◆ **PROMPT**
Copy every entry exactly.

◆ **DATA TO PROCESS**

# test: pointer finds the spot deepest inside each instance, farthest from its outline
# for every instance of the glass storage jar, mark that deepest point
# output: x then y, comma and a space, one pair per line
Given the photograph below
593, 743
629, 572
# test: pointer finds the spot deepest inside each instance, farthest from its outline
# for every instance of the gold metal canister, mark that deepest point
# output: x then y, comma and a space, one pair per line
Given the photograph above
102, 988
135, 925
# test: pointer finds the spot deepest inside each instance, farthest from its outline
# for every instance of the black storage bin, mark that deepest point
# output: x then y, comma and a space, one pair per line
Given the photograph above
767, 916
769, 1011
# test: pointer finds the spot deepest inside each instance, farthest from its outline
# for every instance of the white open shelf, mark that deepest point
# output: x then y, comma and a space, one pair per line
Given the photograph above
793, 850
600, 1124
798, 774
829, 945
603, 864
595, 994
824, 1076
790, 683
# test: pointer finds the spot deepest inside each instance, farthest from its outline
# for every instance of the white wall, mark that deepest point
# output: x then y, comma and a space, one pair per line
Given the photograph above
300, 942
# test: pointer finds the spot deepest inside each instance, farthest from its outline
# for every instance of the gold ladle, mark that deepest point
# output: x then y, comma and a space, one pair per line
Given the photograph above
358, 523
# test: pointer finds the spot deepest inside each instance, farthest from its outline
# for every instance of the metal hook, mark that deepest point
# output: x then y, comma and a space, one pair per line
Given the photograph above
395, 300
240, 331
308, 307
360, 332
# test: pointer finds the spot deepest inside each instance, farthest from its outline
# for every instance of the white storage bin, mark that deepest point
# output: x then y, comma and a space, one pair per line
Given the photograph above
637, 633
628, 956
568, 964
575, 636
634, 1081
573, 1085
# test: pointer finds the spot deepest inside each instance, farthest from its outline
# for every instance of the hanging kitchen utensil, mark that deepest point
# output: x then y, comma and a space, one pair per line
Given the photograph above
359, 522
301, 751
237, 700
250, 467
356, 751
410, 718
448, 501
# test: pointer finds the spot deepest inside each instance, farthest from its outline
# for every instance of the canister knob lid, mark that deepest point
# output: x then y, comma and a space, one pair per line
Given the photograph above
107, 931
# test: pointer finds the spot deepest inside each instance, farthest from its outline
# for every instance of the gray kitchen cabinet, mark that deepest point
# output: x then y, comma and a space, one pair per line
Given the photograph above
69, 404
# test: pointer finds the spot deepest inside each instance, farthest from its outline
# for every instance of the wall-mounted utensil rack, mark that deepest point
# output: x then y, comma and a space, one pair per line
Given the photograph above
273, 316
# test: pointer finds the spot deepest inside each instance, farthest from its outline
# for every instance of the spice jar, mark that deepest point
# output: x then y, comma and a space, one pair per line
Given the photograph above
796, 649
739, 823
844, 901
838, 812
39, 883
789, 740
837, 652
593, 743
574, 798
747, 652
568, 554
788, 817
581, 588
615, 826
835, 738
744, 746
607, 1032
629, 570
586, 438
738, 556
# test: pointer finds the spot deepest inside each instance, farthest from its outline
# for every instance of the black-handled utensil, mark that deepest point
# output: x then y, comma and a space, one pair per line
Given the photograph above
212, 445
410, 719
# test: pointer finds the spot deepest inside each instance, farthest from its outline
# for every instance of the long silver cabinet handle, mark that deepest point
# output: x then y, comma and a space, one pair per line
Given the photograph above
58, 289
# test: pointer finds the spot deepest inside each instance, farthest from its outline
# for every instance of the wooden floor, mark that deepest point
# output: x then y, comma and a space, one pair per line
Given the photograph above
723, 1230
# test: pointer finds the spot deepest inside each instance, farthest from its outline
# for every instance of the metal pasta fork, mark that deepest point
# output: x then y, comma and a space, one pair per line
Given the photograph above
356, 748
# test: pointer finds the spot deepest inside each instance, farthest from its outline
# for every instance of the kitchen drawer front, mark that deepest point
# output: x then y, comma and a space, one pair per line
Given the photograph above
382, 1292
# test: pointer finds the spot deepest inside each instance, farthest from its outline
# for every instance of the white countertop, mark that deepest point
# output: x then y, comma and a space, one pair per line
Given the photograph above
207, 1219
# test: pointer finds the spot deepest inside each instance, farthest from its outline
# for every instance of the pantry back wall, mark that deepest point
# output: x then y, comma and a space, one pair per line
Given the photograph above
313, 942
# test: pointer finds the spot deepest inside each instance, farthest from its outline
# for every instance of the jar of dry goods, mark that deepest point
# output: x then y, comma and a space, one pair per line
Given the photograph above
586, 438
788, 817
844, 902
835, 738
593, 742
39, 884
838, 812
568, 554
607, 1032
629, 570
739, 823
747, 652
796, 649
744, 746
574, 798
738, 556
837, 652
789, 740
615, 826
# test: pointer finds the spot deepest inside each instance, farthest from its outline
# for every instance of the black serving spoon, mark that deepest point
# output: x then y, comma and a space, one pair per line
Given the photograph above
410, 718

◆ **EXPECTED ANSWER**
# test: pointer finds the spot deepest inside each instance, farthest from its outline
# for every instance of the glass storage jar, mark that deepest point
# output: x then y, comma and a space, one pair per line
Given the photograph below
593, 743
629, 572
# test: pointer finds the spot deepest inside each instance, farthest from its outline
# for every instance of the gold metal canister, mark that deepest point
# output: x then y, comma and a space, one pair per line
Given the photograph above
102, 988
135, 925
# test: pointer finds the spot deepest inside each instance, farthest from its outline
# for every instance of the black storage bin, mark that deepest point
# output: x then y, comma and a space, one pair per line
Given the photograph above
767, 916
769, 1011
# test: pointer finds the spot deepest inside each instance, farthest from its outline
# for every instance of the white open shelf, mark that deepest point
# output: x then y, comma and a space, one pair per line
Given the photograph above
793, 850
600, 1124
798, 774
829, 945
603, 864
595, 994
824, 1076
790, 683
# test: pointer finds the spot deepest inside each instance, farthest from its outline
# for every instance of the white wall, mark that deepest point
# output: x then y, comma and a space, one pair per line
Given the photograph above
300, 942
# test: pointer finds the spot deepest inside each instance, farthest from its outline
# for every instance of the gold ladle, mark that deepest point
# output: x then y, comma and a space, one pair per line
Given the photograph above
358, 523
# test: pointer finds the spot deepest inside each instance, farthest from its outline
# for every instance of the metal hook, mark that deepest point
# output: x then y, comma and a space, one pair per line
Given the photograph above
395, 300
240, 331
308, 307
360, 332
# test: pointer finds the spot deepest inside each instance, farthest from its outline
# for every instance of the white storage bin, mark that deepest point
# output: x then y, comma and a space, one pair per line
Given the photograph above
637, 633
628, 956
568, 964
575, 636
634, 1081
573, 1085
# test: pointer finds the spot deepest inside each instance, farthest from its outline
# for every instance of the hanging kitchen utensil, mark that deepest point
# output: x then y, comma and a space, one pair per line
Given the photograph above
359, 522
301, 751
237, 700
250, 467
356, 751
410, 718
448, 501
# test: pointer finds the spot deepest inside each instance, farthest from its outline
# for every instance of the canister knob lid, mark that deepest point
# output: x then y, comma and a space, one pair per line
Given the photograph above
107, 931
# test: pointer finds the spot deepest inside each instance, farthest from its outline
# for every instance of the gray kitchen cabinet, mark that deepest point
# output: x then y, comma and a space, one pair per line
Given the photograph above
69, 404
# test: pointer finds the spot deepest inside each instance, farthest from its outline
# for every instance of the wall-mounted utensil rack, mark that deepest point
# output: x then y, comma and a space, one pair per line
Given the photograph above
273, 316
# test: pointer finds the spot deepest inside each instance, farthest from its outline
# for every instance of the spice jar, mark that deepest point
# output: x then y, comma and a space, one pair per line
Given the photograph above
796, 649
739, 823
844, 901
838, 812
39, 883
789, 740
837, 652
593, 743
574, 798
747, 652
568, 554
788, 817
581, 588
615, 826
835, 738
744, 746
607, 1032
629, 570
586, 438
738, 556
# test: pointer finds the spot deepest inside each instance, farthest from its outline
# for every instance of the black-handled utensil, mark that deepest point
# output: x then y, comma and a space, one pair per line
Given the photograph above
212, 445
410, 719
# test: pointer finds the spot deepest inside each instance, farthest from its outline
# for every instance of the long silver cabinet handle, mark that deepest point
# output: x then y, comma and a space, one pair per line
Given the photograph above
58, 289
# test: pointer finds the spot deepest inside each instance, farthest from its outline
# for every instance of the wooden floor, mark that deepest point
# output: x then y, comma and a space, one pair per line
Given the photograph above
723, 1230
# test: pointer finds the spot deepest inside each instance, farthest from its outline
# for every instance of the metal pasta fork, mark that deepest point
# output: x then y, comma and a space, one pair per line
Given the photograph above
356, 748
# test: pointer finds the spot deepest inside each instance, farthest from its outline
# for every instance of the kitchen drawer front, mark that deepest point
# output: x then y, comma and a space, one pair per line
Given the photograph above
382, 1292
# test: pointer finds the spot deepest inside each instance, farthest from its outline
# for every instance of the white countertop, mark that deepest point
# output: x then y, comma and a space, one pair per line
Given the photograph above
207, 1219
# test: pointer finds the spot deepest inside each instance, farthest from its outline
# for every instance of the pantry back wall, mark that deepest point
# output: x then y, comma and a space, one pair per line
Given the photograph above
313, 942
# test: pointer finds the spot deepest inside each instance, farthest from its outline
# for every instance of the jar of dry goods, mark that deepest point
# output: x then y, comma and a space, one pair per line
Given the photograph above
586, 438
788, 817
844, 902
835, 738
593, 742
39, 884
838, 812
568, 554
607, 1032
629, 570
739, 823
747, 652
796, 649
744, 746
574, 798
738, 556
837, 652
789, 740
615, 826
# test: pointer finds the spot deepest inside each instance, farthest from its outline
# for every instance of the black serving spoon, mark that deepest point
# output: x then y, comma and a space, one pair per line
Given the photograph above
410, 718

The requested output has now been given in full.